• **JOB 1**:
Repeat the stretch of the game purchase analysis from "1. Men are most" through "most per purchase.".

• **QUOTED TEXT**:
Observations:

1. Men are most likely to play this game. 
2.	The Final Critic is the top seller from a popularity and profit perspective. 
3.	Players between 15 and 29 spend the most on in game items, with individual players <10, 20-24, and 35-39 spending the most per purchase. 


In [1]:
#Load Dependencies
import os
from os import path
import pandas as pd
#pd.options.display.float_format = '{:,.2f}'.format
import csv

In [2]:
#declare file name
purchase_data = "Resources/purchase_data.csv"

In [3]:
#import file into dataframe
purchase_data_df = pd.read_csv(purchase_data, encoding="ISO-8859-1")

In [4]:
#Rename SN column to Screen Name to make it more descriptive
purchase_data_df = purchase_data_df.rename (columns={"SN":"Screen Name"})

In [5]:
#Create Age Group Bins
bins = [0, 9, 14, 19, 24, 29,34,39,100]
age_groups = ["<10", "10-14", "15-19", "20-24", "25-29", "30-34", "35-39","40+"]

In [6]:
#Use pd.cut to assign age group to rows
purchase_data_df["Age Group"] = pd.cut(purchase_data_df["Age"], bins, labels=age_groups, include_lowest=True)

In [7]:
#calculate number of unique players
player_count = len(purchase_data_df["Screen Name"].unique())

In [8]:
#Create summary dataframe for number of players
player_summary_df = pd.DataFrame({"Total Unique Players": [player_count]})

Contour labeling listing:
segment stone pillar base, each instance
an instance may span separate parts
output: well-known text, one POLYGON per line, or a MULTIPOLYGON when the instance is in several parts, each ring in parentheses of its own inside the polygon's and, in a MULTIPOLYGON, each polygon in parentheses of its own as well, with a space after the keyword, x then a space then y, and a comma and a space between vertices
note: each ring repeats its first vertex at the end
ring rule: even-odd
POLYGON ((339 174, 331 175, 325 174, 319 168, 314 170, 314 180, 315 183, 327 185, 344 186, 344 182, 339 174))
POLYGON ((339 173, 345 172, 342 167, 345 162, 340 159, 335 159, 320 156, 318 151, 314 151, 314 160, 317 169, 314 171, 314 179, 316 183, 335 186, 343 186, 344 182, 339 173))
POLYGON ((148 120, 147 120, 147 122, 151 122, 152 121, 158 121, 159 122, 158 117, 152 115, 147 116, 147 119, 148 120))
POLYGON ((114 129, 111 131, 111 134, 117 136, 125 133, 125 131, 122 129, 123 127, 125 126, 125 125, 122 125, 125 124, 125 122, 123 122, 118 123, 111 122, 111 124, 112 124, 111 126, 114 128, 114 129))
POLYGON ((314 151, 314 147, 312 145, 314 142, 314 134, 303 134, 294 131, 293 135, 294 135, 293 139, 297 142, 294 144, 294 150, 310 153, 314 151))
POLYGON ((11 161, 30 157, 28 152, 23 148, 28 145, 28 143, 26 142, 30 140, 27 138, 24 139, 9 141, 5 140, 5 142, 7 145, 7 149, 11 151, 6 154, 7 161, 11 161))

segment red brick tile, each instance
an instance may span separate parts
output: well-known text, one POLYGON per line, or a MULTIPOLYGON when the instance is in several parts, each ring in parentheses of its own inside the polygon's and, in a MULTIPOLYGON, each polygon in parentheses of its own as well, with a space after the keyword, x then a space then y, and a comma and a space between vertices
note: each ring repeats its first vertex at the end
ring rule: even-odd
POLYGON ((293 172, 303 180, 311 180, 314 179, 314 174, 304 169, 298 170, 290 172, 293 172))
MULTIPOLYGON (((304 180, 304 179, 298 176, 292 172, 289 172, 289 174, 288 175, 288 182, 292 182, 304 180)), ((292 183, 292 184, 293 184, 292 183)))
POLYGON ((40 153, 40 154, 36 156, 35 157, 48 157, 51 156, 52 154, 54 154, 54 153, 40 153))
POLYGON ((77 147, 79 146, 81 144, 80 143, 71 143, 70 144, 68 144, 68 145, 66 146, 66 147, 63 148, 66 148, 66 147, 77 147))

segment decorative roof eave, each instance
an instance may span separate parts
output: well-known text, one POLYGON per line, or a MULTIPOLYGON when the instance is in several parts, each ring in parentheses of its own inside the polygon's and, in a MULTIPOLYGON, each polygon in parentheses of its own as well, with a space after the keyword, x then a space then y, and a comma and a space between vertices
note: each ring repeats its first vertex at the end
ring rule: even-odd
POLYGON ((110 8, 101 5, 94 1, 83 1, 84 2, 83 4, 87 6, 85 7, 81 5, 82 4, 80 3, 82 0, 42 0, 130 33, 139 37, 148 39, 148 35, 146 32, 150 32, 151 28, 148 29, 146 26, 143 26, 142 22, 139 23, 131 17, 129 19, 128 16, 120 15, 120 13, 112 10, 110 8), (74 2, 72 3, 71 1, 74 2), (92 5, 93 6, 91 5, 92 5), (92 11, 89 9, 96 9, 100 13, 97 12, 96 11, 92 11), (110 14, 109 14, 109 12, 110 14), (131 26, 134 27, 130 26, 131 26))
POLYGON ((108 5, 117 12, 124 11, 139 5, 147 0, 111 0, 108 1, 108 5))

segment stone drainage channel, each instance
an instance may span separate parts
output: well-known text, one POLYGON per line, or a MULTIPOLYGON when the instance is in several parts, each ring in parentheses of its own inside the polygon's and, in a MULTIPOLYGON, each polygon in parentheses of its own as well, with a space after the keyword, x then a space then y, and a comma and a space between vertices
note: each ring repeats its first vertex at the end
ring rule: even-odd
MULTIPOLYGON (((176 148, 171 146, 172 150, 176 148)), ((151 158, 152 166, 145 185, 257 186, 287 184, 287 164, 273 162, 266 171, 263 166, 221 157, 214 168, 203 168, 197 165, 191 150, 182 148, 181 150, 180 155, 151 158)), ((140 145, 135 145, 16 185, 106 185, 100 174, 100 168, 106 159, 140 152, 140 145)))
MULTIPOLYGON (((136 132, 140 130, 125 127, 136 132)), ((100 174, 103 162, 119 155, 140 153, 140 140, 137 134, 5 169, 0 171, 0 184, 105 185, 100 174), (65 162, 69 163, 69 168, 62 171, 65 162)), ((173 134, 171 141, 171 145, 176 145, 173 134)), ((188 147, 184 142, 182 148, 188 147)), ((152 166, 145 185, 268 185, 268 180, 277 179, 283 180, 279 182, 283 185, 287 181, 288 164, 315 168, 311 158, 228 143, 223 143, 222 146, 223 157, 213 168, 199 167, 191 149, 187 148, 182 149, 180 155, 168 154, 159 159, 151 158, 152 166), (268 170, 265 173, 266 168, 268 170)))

• **JOB 2**:
Please format the lines of the listing, from the line that contains "segment red brick tile, each instance" through the line that contains "MULTIPOLYGON (((304 180, 304", as a numbered list, leaving out any blank lines.

• **TASK RESPONSE 1**:
1. Men are most likely to play this game. 
2.	The Final Critic is the top seller from a popularity and profit perspective. 
3.	Players between 15 and 29 spend the most on in game items, with individual players <10, 20-24, and 35-39 spending the most per purchase.

• **TASK RESPONSE 2**:
1. segment red brick tile, each instance
2. an instance may span separate parts
3. output: well-known text, one POLYGON per line, or a MULTIPOLYGON when the instance is in several parts, each ring in parentheses of its own inside the polygon's and, in a MULTIPOLYGON, each polygon in parentheses of its own as well, with a space after the keyword, x then a space then y, and a comma and a space between vertices
4. note: each ring repeats its first vertex at the end
5. ring rule: even-odd
6. POLYGON ((293 172, 303 180, 311 180, 314 179, 314 174, 304 169, 298 170, 290 172, 293 172))
7. MULTIPOLYGON (((304 180, 304 179, 298 176, 292 172, 289 172, 289 174, 288 175, 288 182, 292 182, 304 180)), ((292 183, 292 184, 293 184, 292 183)))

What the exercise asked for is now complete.